┌─ Records to process
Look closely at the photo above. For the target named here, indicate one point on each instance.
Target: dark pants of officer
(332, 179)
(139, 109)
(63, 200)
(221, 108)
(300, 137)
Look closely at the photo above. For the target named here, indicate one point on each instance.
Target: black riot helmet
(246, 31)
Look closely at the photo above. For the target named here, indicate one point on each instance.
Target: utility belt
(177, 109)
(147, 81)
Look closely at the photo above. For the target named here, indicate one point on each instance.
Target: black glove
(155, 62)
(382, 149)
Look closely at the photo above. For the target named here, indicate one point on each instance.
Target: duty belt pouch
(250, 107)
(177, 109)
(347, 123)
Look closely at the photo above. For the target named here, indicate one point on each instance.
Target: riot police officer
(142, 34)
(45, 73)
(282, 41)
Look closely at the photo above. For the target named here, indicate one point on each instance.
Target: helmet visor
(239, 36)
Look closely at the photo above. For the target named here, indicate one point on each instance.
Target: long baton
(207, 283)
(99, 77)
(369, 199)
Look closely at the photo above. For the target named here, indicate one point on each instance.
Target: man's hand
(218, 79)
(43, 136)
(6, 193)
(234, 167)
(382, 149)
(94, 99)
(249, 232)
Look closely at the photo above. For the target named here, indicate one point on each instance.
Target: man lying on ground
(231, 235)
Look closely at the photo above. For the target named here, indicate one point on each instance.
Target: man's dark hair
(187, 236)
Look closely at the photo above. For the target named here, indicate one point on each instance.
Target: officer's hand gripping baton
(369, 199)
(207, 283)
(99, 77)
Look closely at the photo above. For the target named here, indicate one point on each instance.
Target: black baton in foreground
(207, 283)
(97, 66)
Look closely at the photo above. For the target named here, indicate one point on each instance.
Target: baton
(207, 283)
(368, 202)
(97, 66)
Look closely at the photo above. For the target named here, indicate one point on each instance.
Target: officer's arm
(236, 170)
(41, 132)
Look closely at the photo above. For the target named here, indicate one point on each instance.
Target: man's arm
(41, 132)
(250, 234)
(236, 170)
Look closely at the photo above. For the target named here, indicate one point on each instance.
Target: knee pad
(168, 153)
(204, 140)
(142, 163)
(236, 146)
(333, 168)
└─
Exercise brief: Every entry should be printed again exactly as written.

Response area:
Look closely at the photo above. For the target named here, indicate one point on each instance.
Target: dark pants of officer
(332, 179)
(139, 109)
(63, 200)
(221, 108)
(300, 137)
Look closely at the photo above. For the target named here, indicate one point on each instance.
Target: black riot helmet
(246, 31)
Look closely at the photo above. For the target named here, indicate one point on each instance.
Target: utility belt
(177, 109)
(147, 81)
Look closely at the photo above. For the target named here, indicate one point on each instance.
Target: black glove
(155, 62)
(382, 149)
Look closely at the photo above. For the target named here, indicate one point on each instance.
Target: duty belt pouch
(250, 107)
(177, 109)
(347, 123)
Look closely at the photo above. For the target named here, indicate one point on each instance.
Target: riot police officer
(142, 34)
(45, 73)
(282, 41)
Look closely at the photo above. For the target named here, indicate one point on each instance.
Target: helmet visor
(239, 36)
Look closely at the photo above. For the target named here, indicate one point on each instance.
Target: long baton
(207, 283)
(99, 77)
(369, 199)
Look closely at the photo above. For the target named here, indicate one point on each instance.
Target: man's hand
(218, 79)
(43, 136)
(6, 193)
(234, 167)
(382, 149)
(94, 99)
(249, 232)
Look closely at the photo above. For the target named here, indicate one point on each instance.
Target: man lying on ground
(231, 235)
Look closely at the photo above. For the target named here, indicate one point on each instance.
Target: man's dark hair
(187, 236)
Look closely at the photo above. For the target named here, indicate one point on each instance.
Target: officer's hand gripping baton
(369, 199)
(207, 283)
(99, 77)
Look closely at the photo above. For the target named here, indicate one point on each instance.
Target: black baton in foreground
(207, 283)
(97, 66)
Look closely at the photo above. For the target named here, indicate one point on each instance.
Target: baton
(207, 283)
(368, 202)
(97, 66)
Look closely at the photo above. For the target named here, indicate one point on each instance.
Target: officer's arm
(236, 170)
(41, 132)
Look closely at the photo above. For the target named here, indicate one point on each instance.
Target: man's arm
(41, 132)
(250, 234)
(236, 170)
Look closely at the photo above. For the target named here, indicate one point on each instance.
Target: knee pad
(168, 153)
(204, 140)
(142, 163)
(236, 146)
(333, 168)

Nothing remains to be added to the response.